Although the entries contain pictures, repeat only their words, exactly as written.
((
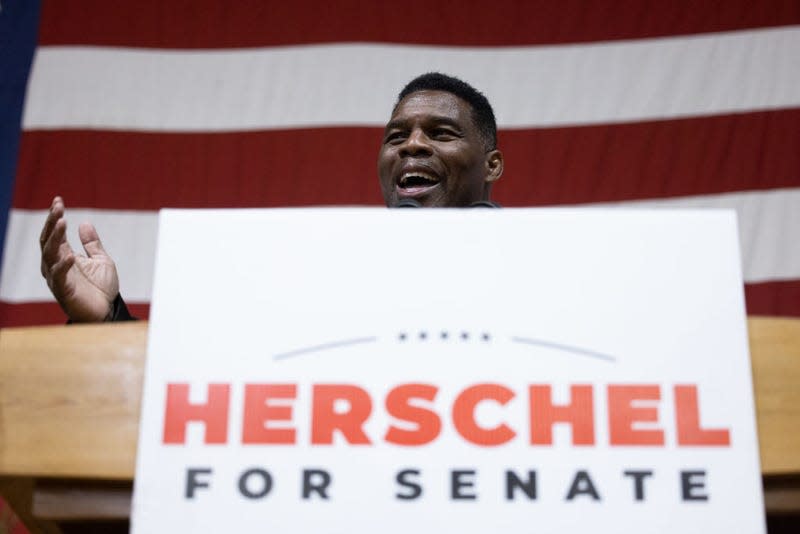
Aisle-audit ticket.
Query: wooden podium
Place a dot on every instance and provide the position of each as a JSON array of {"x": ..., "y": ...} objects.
[{"x": 69, "y": 417}]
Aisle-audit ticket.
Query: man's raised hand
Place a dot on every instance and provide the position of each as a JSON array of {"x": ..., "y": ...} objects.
[{"x": 84, "y": 286}]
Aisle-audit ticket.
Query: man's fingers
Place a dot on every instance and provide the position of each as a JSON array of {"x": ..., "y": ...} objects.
[
  {"x": 90, "y": 240},
  {"x": 58, "y": 274},
  {"x": 56, "y": 247},
  {"x": 53, "y": 216}
]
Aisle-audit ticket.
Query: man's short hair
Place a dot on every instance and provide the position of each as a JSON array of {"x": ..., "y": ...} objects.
[{"x": 482, "y": 113}]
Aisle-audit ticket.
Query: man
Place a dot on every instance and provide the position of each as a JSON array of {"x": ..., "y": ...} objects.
[{"x": 439, "y": 150}]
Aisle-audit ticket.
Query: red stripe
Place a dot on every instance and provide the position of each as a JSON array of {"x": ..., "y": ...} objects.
[
  {"x": 42, "y": 313},
  {"x": 767, "y": 298},
  {"x": 773, "y": 298},
  {"x": 134, "y": 170},
  {"x": 246, "y": 23}
]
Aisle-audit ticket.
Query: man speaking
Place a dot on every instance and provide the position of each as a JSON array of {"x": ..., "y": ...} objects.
[{"x": 439, "y": 149}]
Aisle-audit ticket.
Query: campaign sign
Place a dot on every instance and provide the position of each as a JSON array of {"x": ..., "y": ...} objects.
[{"x": 395, "y": 371}]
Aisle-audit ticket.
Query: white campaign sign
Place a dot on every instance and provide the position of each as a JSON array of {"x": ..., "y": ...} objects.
[{"x": 517, "y": 370}]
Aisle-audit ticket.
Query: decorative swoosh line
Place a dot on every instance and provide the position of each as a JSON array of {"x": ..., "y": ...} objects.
))
YOUR SOLUTION:
Aisle-audit ticket.
Query: wooden podium
Place a dot on every instance and provide the position of each as a JSON array of {"x": ..., "y": ...} objects.
[{"x": 69, "y": 417}]
Aisle-audit ticket.
Query: man's raised hand
Place a dot on every instance and provide the position of each as a JSON array of {"x": ..., "y": ...} objects.
[{"x": 84, "y": 286}]
Aisle-audit ticket.
Query: man's fingers
Place a dot on every instance and provide the position of each as a JSON array of {"x": ..., "y": ...} objects.
[
  {"x": 90, "y": 240},
  {"x": 58, "y": 274},
  {"x": 56, "y": 247},
  {"x": 53, "y": 216}
]
Aisle-audit ticket.
Query: man's short hair
Place a dot on every instance and provide the position of each as a JSON array of {"x": ..., "y": ...} objects.
[{"x": 482, "y": 113}]
Aisle-audit ticket.
Query: man
Place a dot on every instance and provide the position of each as a JSON array of {"x": ..., "y": ...} objects.
[{"x": 439, "y": 150}]
Aisle-audit ticket.
Query: red stripe
Place a dot on every instance and provide the position of each as a JSON array of {"x": ..., "y": ...} objects.
[
  {"x": 42, "y": 313},
  {"x": 767, "y": 298},
  {"x": 773, "y": 298},
  {"x": 134, "y": 170},
  {"x": 246, "y": 23}
]
Aisle-audit ticket.
Query: man speaking
Place a dot on every instance and provide the position of each as a JSON array of {"x": ..., "y": ...} objects.
[{"x": 439, "y": 149}]
Aisle-audit ticket.
Query: campaign sign
Place a dot on every instance and provide the position of each as a JSON array of {"x": ..., "y": ...} objects.
[{"x": 395, "y": 371}]
Aisle-audit ticket.
Query: white campaign sign
Place a dot on every instance and provide the position of each as a JSON array of {"x": ..., "y": ...} objects.
[{"x": 517, "y": 370}]
Aisle-audit ticket.
Query: decorative swoosh line
Place a dot on every instance and provide the position of each as a JSON array of {"x": ..., "y": ...} objects.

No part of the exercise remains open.